2025-08-07 11:39:38 -07:00
Alessio Podda
ae6a34cbda Decouple database and node lifetimes by adding node-specific vtables
All databases in the codebase follow the same structure: a database is
an associative container from DNS names to nodes, and each node is an
associative container from RR types to RR data.

Each database implementation (qpzone, qpcache, sdlz, builtin, dyndb) has
its own corresponding node type (qpznode, qpcnode, etc). However, some
code needs to work with nodes generically regardless of their specific
type - for example, to acquire locks, manage references, or
register/unregister slabs from the heap.

Currently, these generic node operations are implemented as methods in
the database vtable, which creates problematic coupling between database
and node lifetimes. If a node outlives its parent database, the node
destructor will destroy all RR data, and each RR data destructor will
try to unregister from heaps by calling a virtual function from the
database vtable. Since the database was already freed, this causes a
crash.

This commit breaks the coupling by standardizing the layout of all
database nodes, adding a dedicated vtable for node operations, and
moving node-specific methods from the database vtable to the node
vtable.
2025-08-07 11:39:38 -07:00
Alessio Podda
4a8f77e483 Refactor sdlz to use name instead of pointer to name
Right now dns_sdlzlookup has a slight difference from other dbnode
implementations in that it stores a pointer to a dns name instead of
the dns name itself.

This commit harmonizes dns_sdlzlookup with other dbnode
implementations, facilitating further refactoring.
2025-08-07 11:44:18 +02:00
Evan Hunt
5a2938b452
refactor validated()
- there was special-case code in validated() to handle the results
  of a validator started by a CD=1 query. since that never happens,
  the code has been removed.
- the section of code that handles opportunistic caching of
  validated SOA, NS and NSEC data has been split out to a separate
  function.
- the number of goto statements has been reduced considerably.
2025-08-05 12:16:36 +02:00
Evan Hunt
9f674c43cf
split out helper functions
- fctx_setresult() sets the event result in a fetch response
  according to the rdataset being returned - DNS_R_NCACHENXDOMAIN or
  DNS_R_NXRRSET for negative responses, ISC_R_SUCCESS, DNS_R_CNAME,
  or DNS_R_DNAME for positive ones.
- cache_rrset() looks up a node and adds an rdataset.
- delete_rrset() looks up a node and removes rdatasets of a specified
  type and, optionally, the associated signatures.
- gettrust() returns the trust level of an rdataset, or dns_trust_none
  if the rdataset is NULL or not associated.
- getrrsig() scans the rdatasets associated with a name for the
  RRSIG covering a given type.

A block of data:
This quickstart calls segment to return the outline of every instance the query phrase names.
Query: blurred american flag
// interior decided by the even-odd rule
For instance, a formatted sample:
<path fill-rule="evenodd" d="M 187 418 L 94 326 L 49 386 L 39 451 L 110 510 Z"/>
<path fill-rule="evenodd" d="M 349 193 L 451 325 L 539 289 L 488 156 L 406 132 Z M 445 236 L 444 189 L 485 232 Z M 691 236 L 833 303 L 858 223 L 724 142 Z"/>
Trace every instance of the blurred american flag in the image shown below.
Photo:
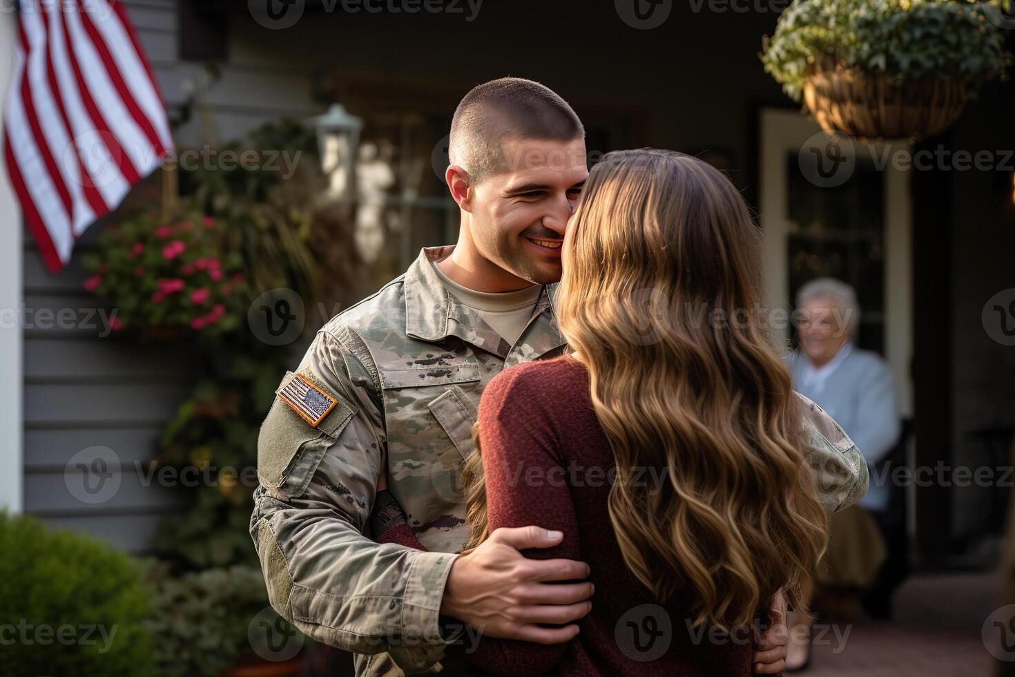
<path fill-rule="evenodd" d="M 19 0 L 4 153 L 51 271 L 172 154 L 165 107 L 127 12 L 111 0 Z"/>

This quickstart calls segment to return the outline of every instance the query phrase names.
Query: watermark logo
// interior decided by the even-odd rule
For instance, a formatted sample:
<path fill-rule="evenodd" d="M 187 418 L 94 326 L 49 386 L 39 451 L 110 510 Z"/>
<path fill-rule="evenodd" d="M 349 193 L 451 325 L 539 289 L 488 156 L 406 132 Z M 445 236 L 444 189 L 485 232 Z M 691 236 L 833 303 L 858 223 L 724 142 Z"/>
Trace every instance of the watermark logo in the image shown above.
<path fill-rule="evenodd" d="M 823 131 L 804 142 L 797 161 L 804 178 L 818 188 L 841 186 L 857 166 L 853 141 Z"/>
<path fill-rule="evenodd" d="M 64 466 L 64 484 L 82 503 L 110 500 L 120 490 L 120 457 L 109 447 L 88 447 Z"/>
<path fill-rule="evenodd" d="M 1015 287 L 991 296 L 984 304 L 980 320 L 992 339 L 1001 345 L 1015 345 Z"/>
<path fill-rule="evenodd" d="M 1015 661 L 1015 604 L 997 609 L 980 628 L 984 647 L 999 661 Z"/>
<path fill-rule="evenodd" d="M 254 20 L 265 28 L 282 30 L 296 24 L 307 9 L 307 0 L 247 0 Z"/>
<path fill-rule="evenodd" d="M 673 623 L 670 614 L 658 604 L 641 604 L 628 610 L 613 629 L 624 656 L 632 661 L 655 661 L 670 649 Z"/>
<path fill-rule="evenodd" d="M 673 0 L 614 0 L 617 16 L 632 28 L 651 30 L 670 18 Z"/>
<path fill-rule="evenodd" d="M 1007 7 L 1000 7 L 987 2 L 979 3 L 987 20 L 1002 30 L 1015 29 L 1015 2 L 1009 2 Z"/>
<path fill-rule="evenodd" d="M 430 152 L 430 166 L 433 167 L 433 174 L 436 175 L 442 184 L 448 183 L 445 179 L 445 174 L 448 172 L 448 167 L 451 166 L 449 148 L 451 148 L 451 134 L 445 134 L 445 137 L 437 141 L 436 145 L 433 146 L 432 152 Z"/>
<path fill-rule="evenodd" d="M 270 606 L 258 612 L 247 627 L 254 653 L 266 661 L 288 661 L 303 648 L 306 637 Z"/>
<path fill-rule="evenodd" d="M 303 331 L 307 312 L 303 299 L 293 289 L 276 287 L 254 299 L 247 311 L 247 324 L 261 342 L 288 345 Z"/>

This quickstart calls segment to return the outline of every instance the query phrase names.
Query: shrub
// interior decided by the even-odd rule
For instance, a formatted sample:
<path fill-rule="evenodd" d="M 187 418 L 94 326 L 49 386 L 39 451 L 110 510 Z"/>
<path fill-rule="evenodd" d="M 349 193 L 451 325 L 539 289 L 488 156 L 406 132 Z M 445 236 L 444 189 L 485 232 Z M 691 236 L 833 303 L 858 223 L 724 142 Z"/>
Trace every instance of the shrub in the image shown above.
<path fill-rule="evenodd" d="M 162 563 L 151 568 L 148 581 L 159 677 L 214 677 L 240 659 L 256 658 L 251 645 L 255 617 L 270 617 L 274 626 L 284 626 L 287 641 L 299 647 L 304 641 L 268 606 L 259 568 L 209 568 L 174 578 Z"/>
<path fill-rule="evenodd" d="M 143 677 L 153 667 L 137 562 L 0 513 L 0 675 Z"/>

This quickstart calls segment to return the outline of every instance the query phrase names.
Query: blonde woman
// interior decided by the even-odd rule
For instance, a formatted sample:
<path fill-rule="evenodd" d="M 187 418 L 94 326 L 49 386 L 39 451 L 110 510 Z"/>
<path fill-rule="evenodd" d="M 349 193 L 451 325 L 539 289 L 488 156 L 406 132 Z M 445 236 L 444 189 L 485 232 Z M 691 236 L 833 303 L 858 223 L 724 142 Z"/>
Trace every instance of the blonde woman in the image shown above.
<path fill-rule="evenodd" d="M 564 644 L 483 638 L 473 665 L 749 675 L 767 600 L 784 590 L 801 607 L 822 502 L 855 502 L 867 473 L 761 328 L 758 245 L 737 190 L 701 160 L 628 150 L 592 170 L 556 296 L 570 353 L 490 382 L 465 468 L 471 544 L 500 527 L 562 532 L 525 554 L 588 562 L 592 607 Z M 845 487 L 820 499 L 819 445 L 836 460 L 822 482 Z"/>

[DESCRIPTION OF THE TASK]: Please copy the commit log word for word, from "- delete_rrset() looks" up to and including "a given type.".

[SOLUTION FOR THIS EXERCISE]:
- delete_rrset() looks up a node and removes rdatasets of a specified
  type and, optionally, the associated signatures.
- gettrust() returns the trust level of an rdataset, or dns_trust_none
  if the rdataset is NULL or not associated.
- getrrsig() scans the rdatasets associated with a name for the
  RRSIG covering a given type.